***** DATA YANG DIBERIKAN *****

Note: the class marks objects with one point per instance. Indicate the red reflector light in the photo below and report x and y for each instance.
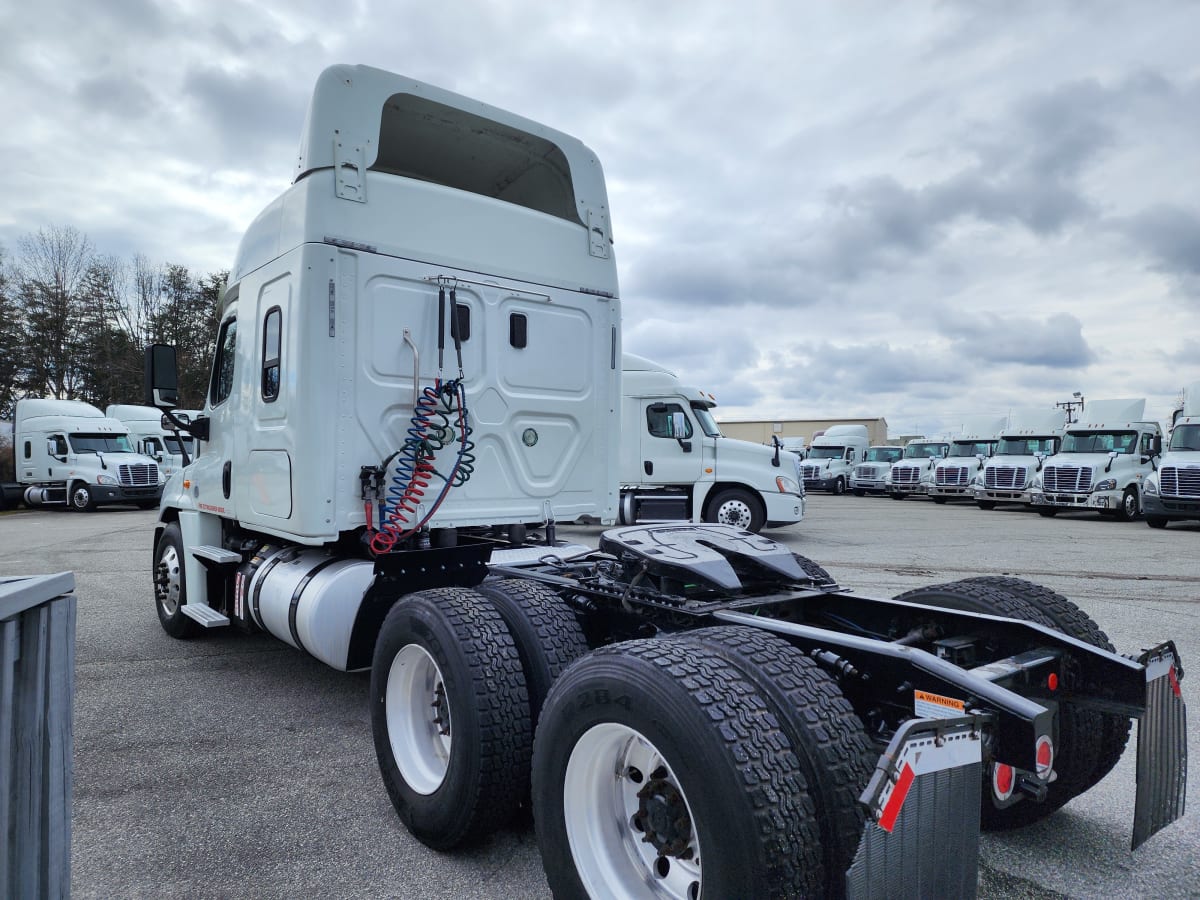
(1002, 779)
(1044, 756)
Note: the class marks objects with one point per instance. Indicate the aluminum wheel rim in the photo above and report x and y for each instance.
(607, 768)
(418, 719)
(168, 583)
(735, 513)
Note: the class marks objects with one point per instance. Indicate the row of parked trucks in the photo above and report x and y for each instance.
(1110, 461)
(688, 709)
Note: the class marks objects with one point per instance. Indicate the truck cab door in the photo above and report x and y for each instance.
(672, 445)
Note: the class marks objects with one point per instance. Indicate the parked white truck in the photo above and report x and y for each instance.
(832, 457)
(874, 474)
(960, 473)
(70, 454)
(1009, 475)
(150, 436)
(418, 357)
(1103, 460)
(915, 472)
(677, 466)
(1173, 492)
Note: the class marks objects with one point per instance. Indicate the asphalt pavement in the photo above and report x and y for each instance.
(238, 767)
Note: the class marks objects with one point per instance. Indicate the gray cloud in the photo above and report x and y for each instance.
(1055, 341)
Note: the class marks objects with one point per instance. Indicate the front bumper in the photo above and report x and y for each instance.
(1097, 499)
(1169, 507)
(120, 493)
(784, 508)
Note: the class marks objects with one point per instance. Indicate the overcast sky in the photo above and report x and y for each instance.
(916, 210)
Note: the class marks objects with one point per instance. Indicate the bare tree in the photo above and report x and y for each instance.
(51, 269)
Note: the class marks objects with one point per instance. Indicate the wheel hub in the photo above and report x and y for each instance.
(663, 817)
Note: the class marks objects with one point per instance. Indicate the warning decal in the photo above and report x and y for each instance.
(935, 706)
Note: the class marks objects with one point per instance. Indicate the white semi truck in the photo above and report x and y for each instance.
(161, 442)
(1173, 492)
(70, 454)
(1011, 474)
(913, 474)
(677, 466)
(832, 457)
(960, 473)
(1102, 462)
(418, 360)
(874, 474)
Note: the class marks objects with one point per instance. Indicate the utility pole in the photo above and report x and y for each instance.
(1071, 406)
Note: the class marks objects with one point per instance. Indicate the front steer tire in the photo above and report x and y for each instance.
(171, 585)
(706, 789)
(450, 717)
(737, 508)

*****

**INSTRUKSI DAN KETENTUAN:**
Kutip tanpa perubahan bagian materi yang dimulai dari baris berisi "the front steer" hingga akhir materi.

**JAWABAN TUGAS:**
Note: the class marks objects with one point per instance. Indicate the front steer tire in the photo above and report x and y for each instance.
(171, 585)
(706, 789)
(450, 717)
(737, 508)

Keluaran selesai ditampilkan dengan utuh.